YOUR TASKS.
- a) In the kubernetes debugging transcript, swap "developers" for "engineers" and write out everything from "This is about" down to "why debug production?".
- b) In the kubernetes debugging transcript, what is the title of the speaker's book?
- c) Write what comes next in the kubernetes debugging transcript, picking up after its final line.

SELECTED EXTRACT.
Transcript
This transcript was autogenerated. To make changes, submit a PR.
Hello everyone, I'm Shai Almog. Today we'll talk about
debugging at scale in production, specifically about kubernetes
debugging. I'm assuming everyone here knows the basics
of kubernetes, so I will dive right into a basic
problem description. But first, let me say a couple of things about me.
I wrote a few books, including one about debugging, which covers
all of the topics we'll discuss here. I've worked in
this industry for decades, in many companies,
and as a consultant. You can contact me over my socials
listed here and follow me on LinkedIn, Twitter,
etc. My dms are open, but please try just
tweeting at me and if I don't answer, I just missed it with
all the flood messages I keep getting, so please try again.
Also, I'm on mastodone, et cetera, so you can reach
me there too. This is my Aprils book titled
Practical Debugging at Scale. I've put a lot of work into
this book and I can guarantee there's nothing out there like
it. I hope you check it out.
Everything in today's talk is there, and a
lot more. I gave a version of this talk in
the past. After I was done. They generated this absolutely
spectacular mind map of my presentation.
This is about an older version of this talk, but I
still like this a lot. I wish I could draw stuff like this. I still
have it because it's pretty close to the new talk.
One of the first things I hear when I talk to some developers
is why debug production?
Isn't that the problem of the DevOps team?

GIVEN RECORDS.
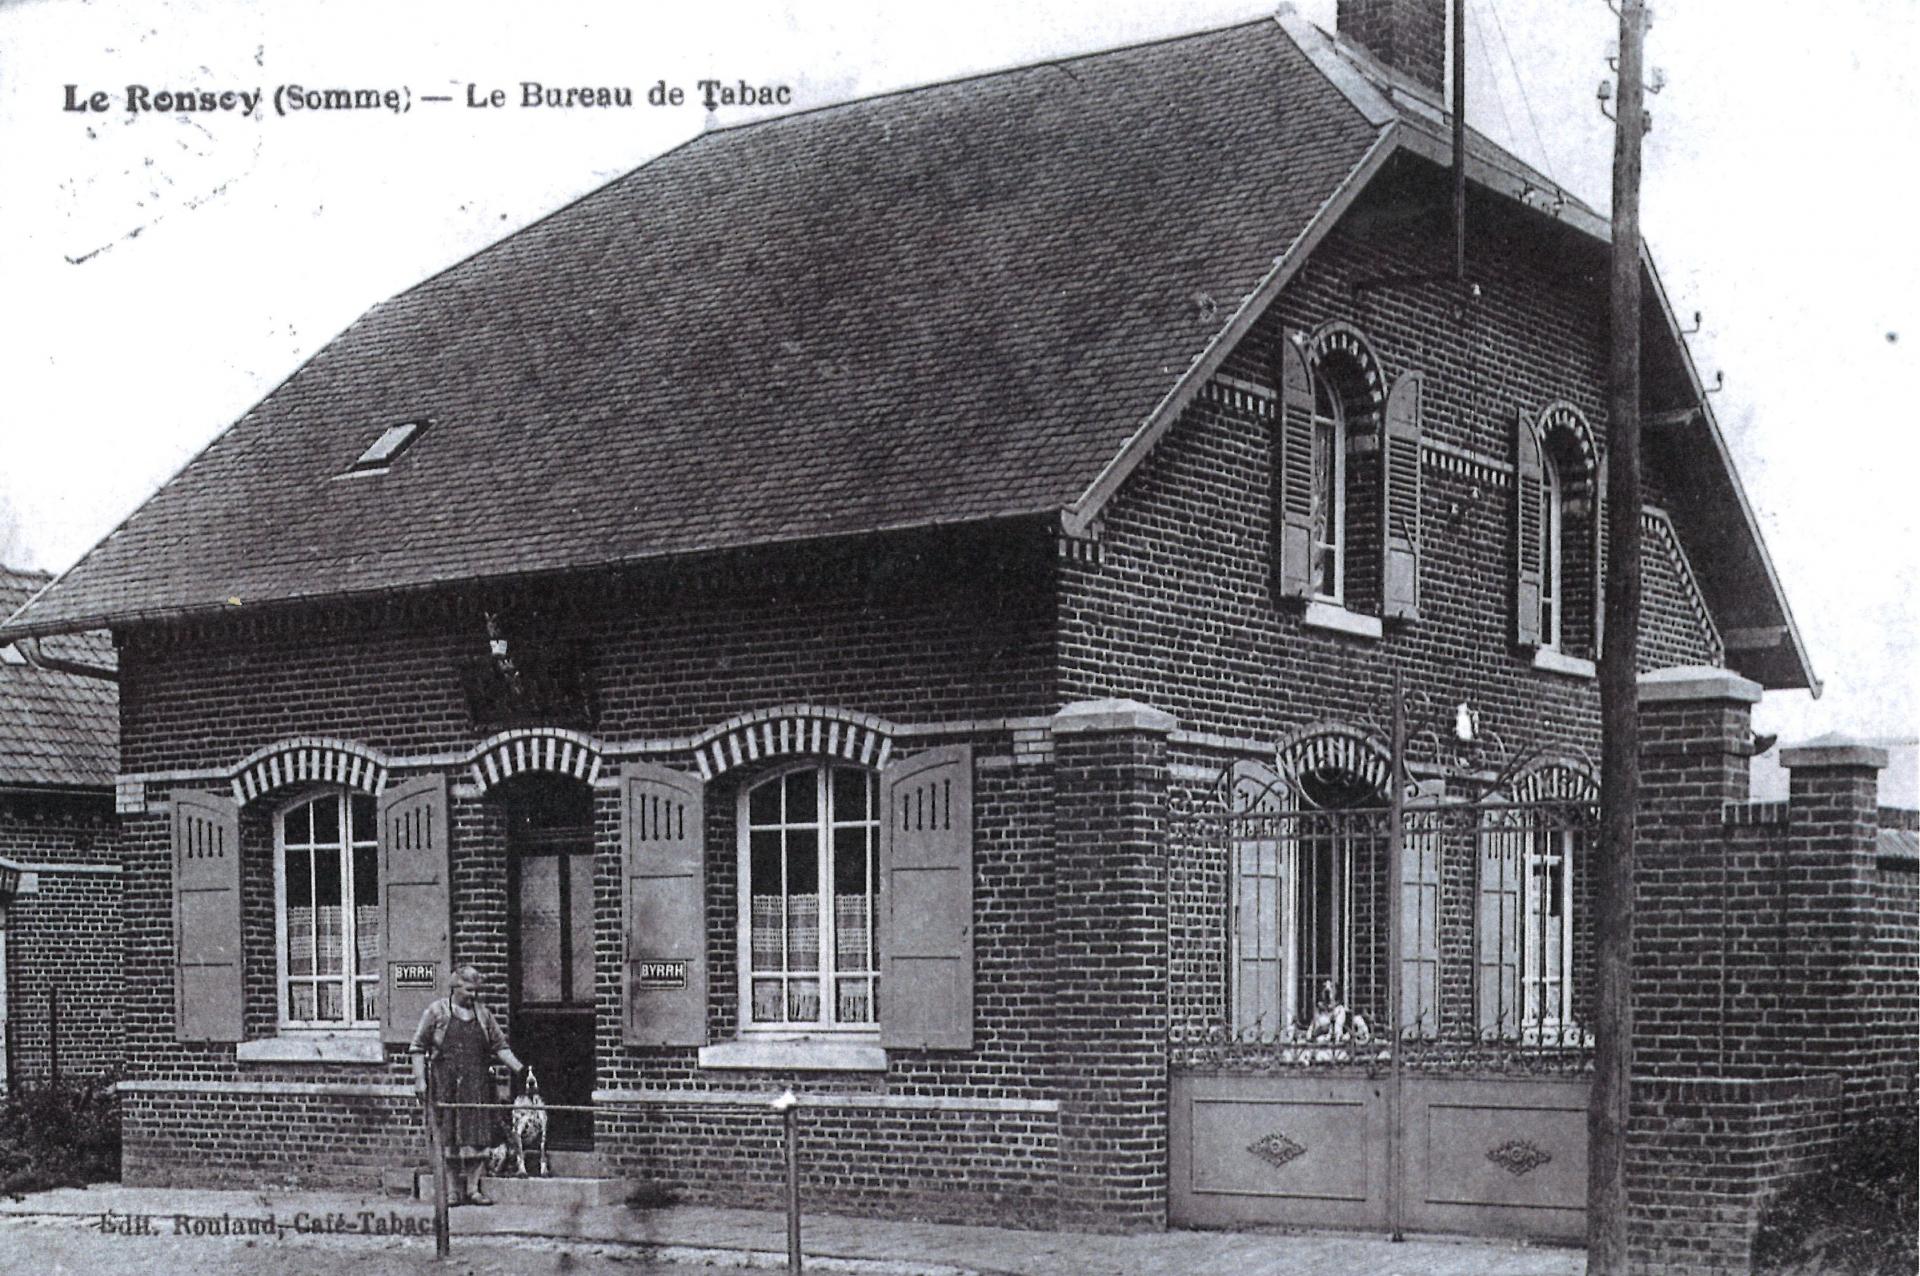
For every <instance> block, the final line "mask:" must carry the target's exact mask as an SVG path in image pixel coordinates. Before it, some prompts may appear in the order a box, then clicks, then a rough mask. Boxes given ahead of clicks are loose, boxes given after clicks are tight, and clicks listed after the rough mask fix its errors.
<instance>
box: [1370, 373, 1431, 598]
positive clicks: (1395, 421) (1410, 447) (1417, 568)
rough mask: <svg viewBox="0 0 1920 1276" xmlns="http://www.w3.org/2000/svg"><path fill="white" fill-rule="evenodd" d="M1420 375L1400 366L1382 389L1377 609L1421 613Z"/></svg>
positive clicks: (1421, 381)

RESPONSE LIST.
- a)
This is about an older version of this talk, but I
still like this a lot. I wish I could draw stuff like this. I still
have it because it's pretty close to the new talk.
One of the first things I hear when I talk to some engineers
is why debug production?

- b) Practical Debugging at Scale.

- c)
It's like they're a part of a completely different
universe. We write the software and they
make it run. We live in silos where production
isn't our problem. It's that other monkey
that's responsible for that, not me.
What we're building here isn't perfectly
running unit tests. It's a product that's running
in, you guessed it, production.
The thing is that when we say failure,
we aren't talking about a crash. This is one
of those things that we seem to associate with production bugs,
even though that's a small part of the problem.
When a debug gets into production, it's often the
worst kind of debug, only happens to
user X when the moonlight hits the water
at 37.5 degrees on a Tuesday.
To make it worse, I don't think I'm breaking any news by
saying that kubernetes debugging is hard. I'd argue
this is an understatement, at least for some of
the problems we run into. We will just use exec
to log in to a container and see what the hell is going on.
This is like working with my local shell,
which is pretty great, but it has some problems.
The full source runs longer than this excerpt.